- YOUR GOAL
Show each line of the data below that contains the string "black". Matching is case-sensitive.

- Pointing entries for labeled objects
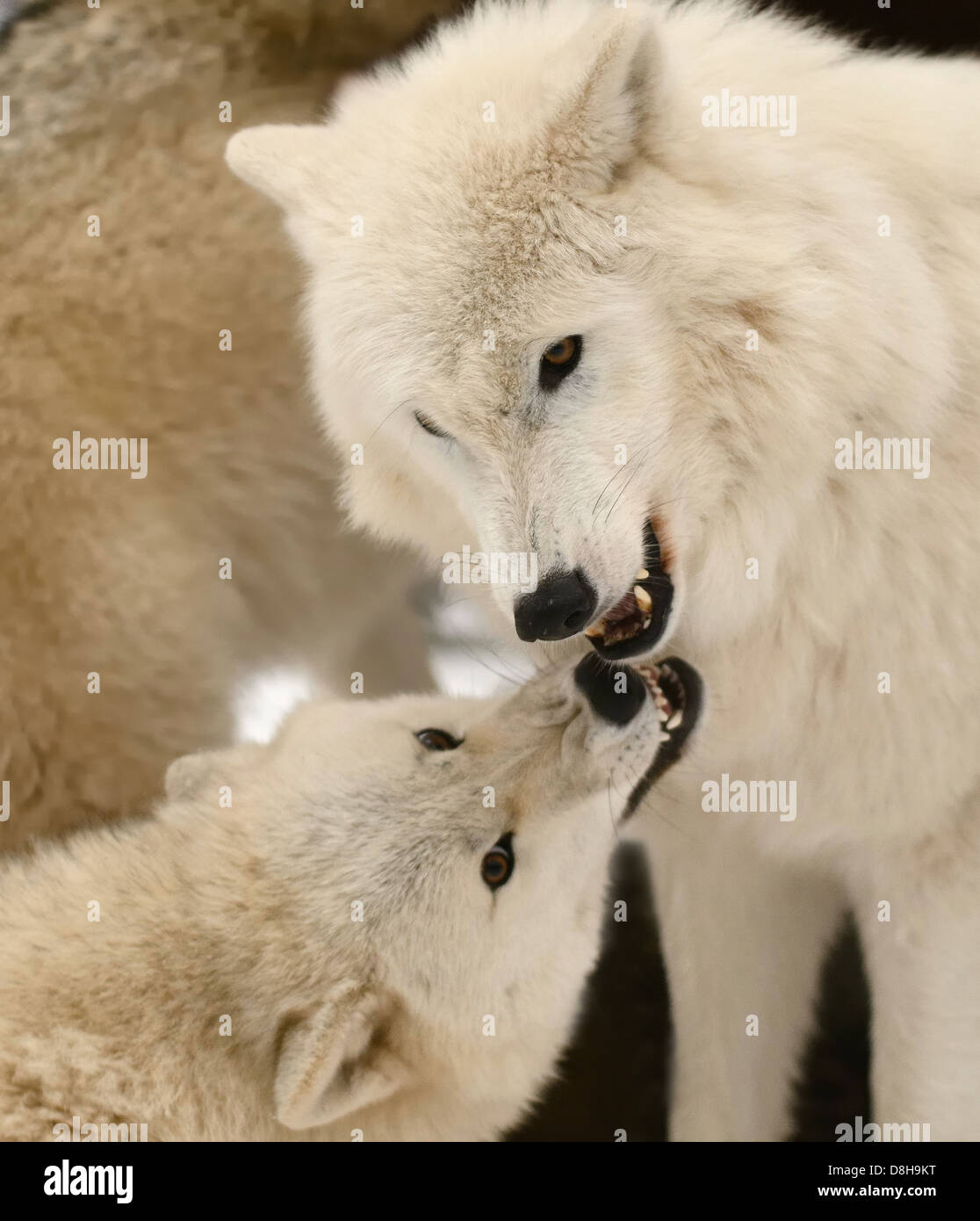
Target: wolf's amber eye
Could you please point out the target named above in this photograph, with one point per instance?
(559, 360)
(425, 423)
(437, 741)
(498, 863)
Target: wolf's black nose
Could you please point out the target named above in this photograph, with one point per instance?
(616, 692)
(560, 606)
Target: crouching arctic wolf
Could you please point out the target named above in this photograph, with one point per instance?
(682, 300)
(379, 933)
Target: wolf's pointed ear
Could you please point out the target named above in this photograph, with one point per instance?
(608, 115)
(191, 773)
(335, 1061)
(285, 162)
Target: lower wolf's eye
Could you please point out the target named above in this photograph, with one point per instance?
(425, 423)
(437, 741)
(559, 360)
(498, 863)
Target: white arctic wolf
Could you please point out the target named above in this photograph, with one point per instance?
(385, 930)
(659, 294)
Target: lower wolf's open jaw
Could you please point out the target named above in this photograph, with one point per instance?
(633, 625)
(676, 691)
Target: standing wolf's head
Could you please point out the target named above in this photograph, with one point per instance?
(551, 312)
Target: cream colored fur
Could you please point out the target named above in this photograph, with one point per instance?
(115, 112)
(227, 989)
(486, 242)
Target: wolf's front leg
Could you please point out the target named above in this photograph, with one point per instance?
(919, 920)
(744, 939)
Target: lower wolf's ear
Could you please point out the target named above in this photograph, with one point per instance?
(606, 115)
(285, 162)
(335, 1061)
(191, 773)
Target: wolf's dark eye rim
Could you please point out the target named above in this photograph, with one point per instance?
(559, 360)
(432, 429)
(498, 863)
(438, 741)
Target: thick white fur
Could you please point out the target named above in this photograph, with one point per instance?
(510, 228)
(338, 1027)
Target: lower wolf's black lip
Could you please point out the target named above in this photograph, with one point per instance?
(659, 589)
(688, 691)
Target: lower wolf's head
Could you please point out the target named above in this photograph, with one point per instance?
(429, 873)
(536, 278)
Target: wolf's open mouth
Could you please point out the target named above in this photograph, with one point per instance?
(633, 625)
(676, 690)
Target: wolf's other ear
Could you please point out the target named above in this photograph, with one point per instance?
(193, 773)
(609, 113)
(335, 1061)
(285, 162)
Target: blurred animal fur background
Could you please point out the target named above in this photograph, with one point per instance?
(113, 112)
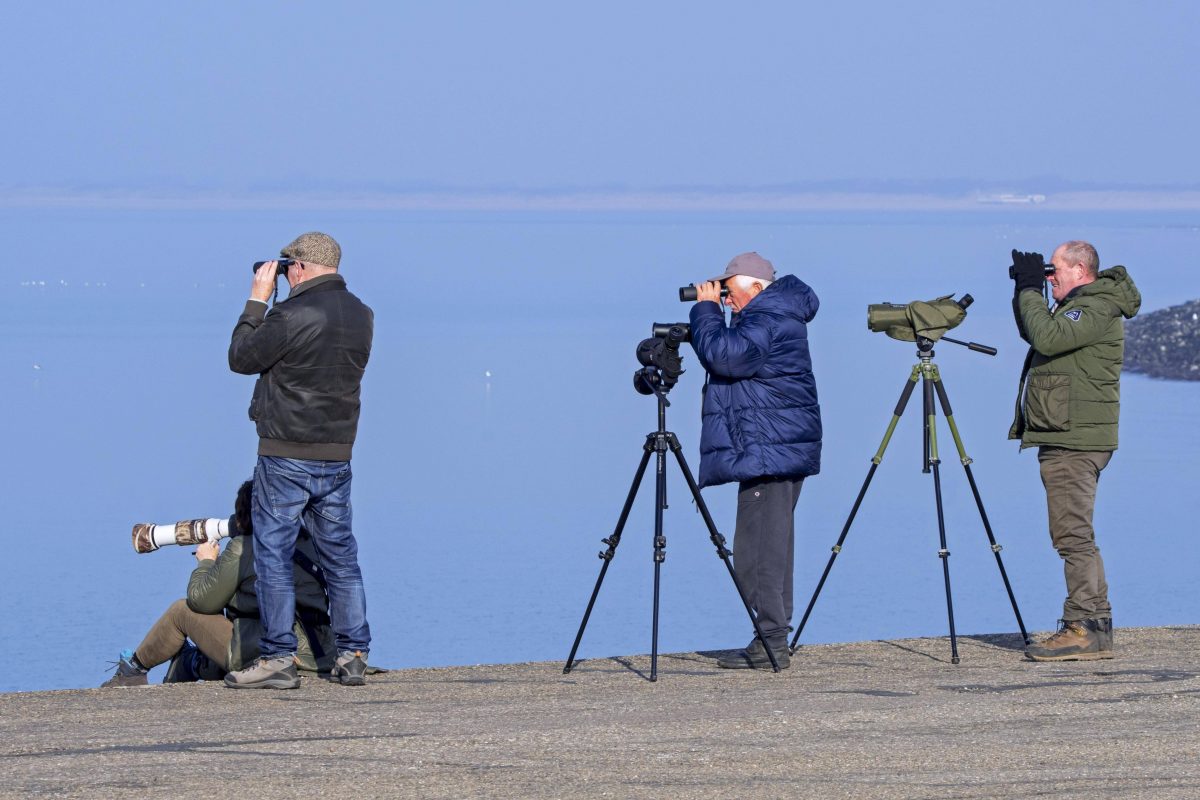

- REPLY TO THE EXERCISE
Target: wolf's black nose
Target: lower wolf's black lip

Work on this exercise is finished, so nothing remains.